Problem requirements:
With the images set aside, retype every record below character for character.

++++

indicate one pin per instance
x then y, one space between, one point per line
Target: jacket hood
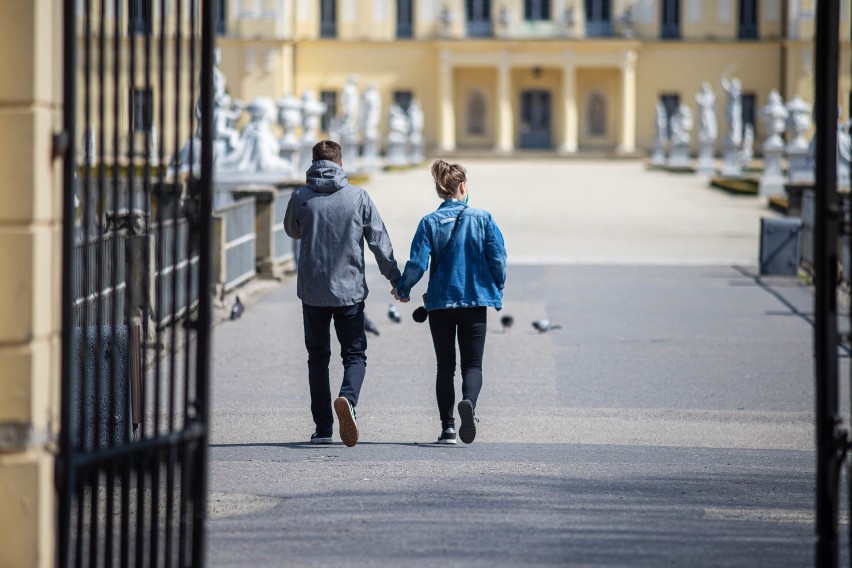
325 176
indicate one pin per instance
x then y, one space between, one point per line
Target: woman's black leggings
470 325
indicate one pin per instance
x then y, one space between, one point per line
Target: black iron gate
138 99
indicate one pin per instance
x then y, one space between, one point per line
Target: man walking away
332 219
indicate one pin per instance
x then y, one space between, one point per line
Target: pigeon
237 309
369 327
394 314
544 325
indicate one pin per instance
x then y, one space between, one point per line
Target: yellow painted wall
467 79
607 82
323 66
548 79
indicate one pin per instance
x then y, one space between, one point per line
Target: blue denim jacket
471 273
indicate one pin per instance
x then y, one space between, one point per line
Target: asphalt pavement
669 422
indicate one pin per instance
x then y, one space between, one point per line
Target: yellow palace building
506 75
568 76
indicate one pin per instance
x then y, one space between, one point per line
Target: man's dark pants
349 327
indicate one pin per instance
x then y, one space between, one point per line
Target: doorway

++++

Response area:
indicate one pin per instance
x then y, one space between, one point per line
Target: jacket hood
325 176
indicate one pin per instance
x then y, one space between, one point per line
Target: woman's black leggings
470 325
indicate one pin per instance
x then y, one space between, one point per line
Target: black iron gate
138 99
indicate one pin per instance
x then y, one space between, one point per line
Target: man walking away
332 219
indicate one pin per instance
x then y, one space between, one point per line
Target: pigeon
237 309
369 327
394 314
544 325
indicate one pin per instance
x then y, one space between, one point per line
Target: yellow painted wall
467 79
607 82
323 66
548 79
indicate one pin per instance
x then y, one space between, one point per line
Target: blue denim jacket
471 273
indicate one pin per instance
x then y, one space between, one point per line
Target: asphalt pavement
669 422
indicate one pin per instance
x then y, one space between, one point per line
Target: yellow palace building
506 75
568 76
indicate one pin per instance
x then y, one space between, one point per line
Target: man's dark pants
349 327
indicate one pin per instance
x then y, one space between, one point per line
Target: doorway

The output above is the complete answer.